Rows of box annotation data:
• • • • •

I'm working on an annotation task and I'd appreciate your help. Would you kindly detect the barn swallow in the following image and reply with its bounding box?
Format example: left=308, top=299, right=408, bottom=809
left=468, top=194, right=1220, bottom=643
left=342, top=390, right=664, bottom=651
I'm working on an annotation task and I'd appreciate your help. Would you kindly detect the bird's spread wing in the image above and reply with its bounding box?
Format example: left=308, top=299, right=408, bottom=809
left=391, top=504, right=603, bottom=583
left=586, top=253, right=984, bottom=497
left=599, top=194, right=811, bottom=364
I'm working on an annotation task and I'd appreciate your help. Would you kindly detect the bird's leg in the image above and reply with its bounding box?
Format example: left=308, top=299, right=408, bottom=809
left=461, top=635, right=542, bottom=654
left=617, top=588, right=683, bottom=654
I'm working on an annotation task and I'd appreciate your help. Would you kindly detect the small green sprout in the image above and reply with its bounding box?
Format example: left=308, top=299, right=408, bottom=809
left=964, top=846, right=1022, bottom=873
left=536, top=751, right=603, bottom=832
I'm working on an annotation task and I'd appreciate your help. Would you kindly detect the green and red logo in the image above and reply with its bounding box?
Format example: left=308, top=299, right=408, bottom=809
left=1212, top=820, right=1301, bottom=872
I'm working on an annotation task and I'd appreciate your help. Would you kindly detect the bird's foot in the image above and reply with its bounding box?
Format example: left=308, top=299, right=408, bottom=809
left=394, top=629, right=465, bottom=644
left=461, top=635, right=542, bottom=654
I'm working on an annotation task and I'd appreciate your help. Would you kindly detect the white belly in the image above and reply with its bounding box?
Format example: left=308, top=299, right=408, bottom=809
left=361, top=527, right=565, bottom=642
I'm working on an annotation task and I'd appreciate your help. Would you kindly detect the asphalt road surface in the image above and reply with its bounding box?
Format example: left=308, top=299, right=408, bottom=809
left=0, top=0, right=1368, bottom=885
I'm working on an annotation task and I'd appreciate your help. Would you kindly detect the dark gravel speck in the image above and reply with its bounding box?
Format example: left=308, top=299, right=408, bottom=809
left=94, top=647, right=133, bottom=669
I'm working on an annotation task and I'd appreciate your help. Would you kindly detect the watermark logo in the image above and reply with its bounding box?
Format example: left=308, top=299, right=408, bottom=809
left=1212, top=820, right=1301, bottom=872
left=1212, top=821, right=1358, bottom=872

• • • • •

Write out all of the records above again, word for word and line for line, without changing anything.

I'm working on an annotation task and I'd appreciate your help. Would you kindly detect the barn swallow in the following image and reply with its bounding box?
Format example: left=308, top=299, right=408, bottom=809
left=468, top=194, right=1220, bottom=643
left=342, top=390, right=664, bottom=651
I'm working on an annotation task and I'd appreciate your help. Would you kindly detect the bird's spread wing in the image above and reply with its bounding box?
Format example: left=308, top=299, right=408, bottom=809
left=391, top=504, right=603, bottom=583
left=586, top=253, right=984, bottom=497
left=599, top=194, right=811, bottom=364
I'm working on an annotation task and I'd appreciate your help. Would you kindly detect the bird's leg in the image above and reply with its bounding box?
Format example: left=308, top=299, right=408, bottom=809
left=461, top=635, right=542, bottom=654
left=617, top=588, right=683, bottom=654
I'm working on an annotation task and I'd appreciate your help. Would you kindly detect the small green sprout in the image above and reply with its bounding box?
Format example: left=308, top=299, right=408, bottom=809
left=964, top=846, right=1022, bottom=873
left=536, top=751, right=603, bottom=832
I'm working on an annotation task and I'd appreciate your help. Would you kindly detect the green and red logo in the image above and reply with its bounding box?
Format example: left=308, top=299, right=408, bottom=809
left=1212, top=820, right=1301, bottom=872
I'm working on an annotation task and I'd appreciate your help. Would you kindly detect the bird's foot in the image above and reply with its bounding box?
Format example: left=308, top=299, right=408, bottom=809
left=394, top=629, right=465, bottom=644
left=461, top=635, right=542, bottom=654
I'm working on an annotation task and I'd appreciate your help. Would you kindly detect the white belly in the image above and reply with its bounding box?
Format example: left=308, top=299, right=408, bottom=809
left=361, top=527, right=565, bottom=642
I'm working on an annotation task and I'd appreciate your help. Would you kindly detect the asphalt road surface in the image above and reply with its bounding box?
Format example: left=308, top=299, right=408, bottom=809
left=0, top=0, right=1368, bottom=885
I'm working on an annotation task and I'd appreciate your help. Would you kindly detect the dark gravel speck in the image above and reply with its bounding box?
Format example: left=308, top=299, right=408, bottom=809
left=94, top=647, right=133, bottom=669
I'm working on an annotation task and I'd appreciate your help. Would you kindly detect the watermark logo in the image above and reply with its bounding box?
Format example: left=308, top=299, right=408, bottom=809
left=1212, top=820, right=1301, bottom=872
left=1212, top=821, right=1358, bottom=872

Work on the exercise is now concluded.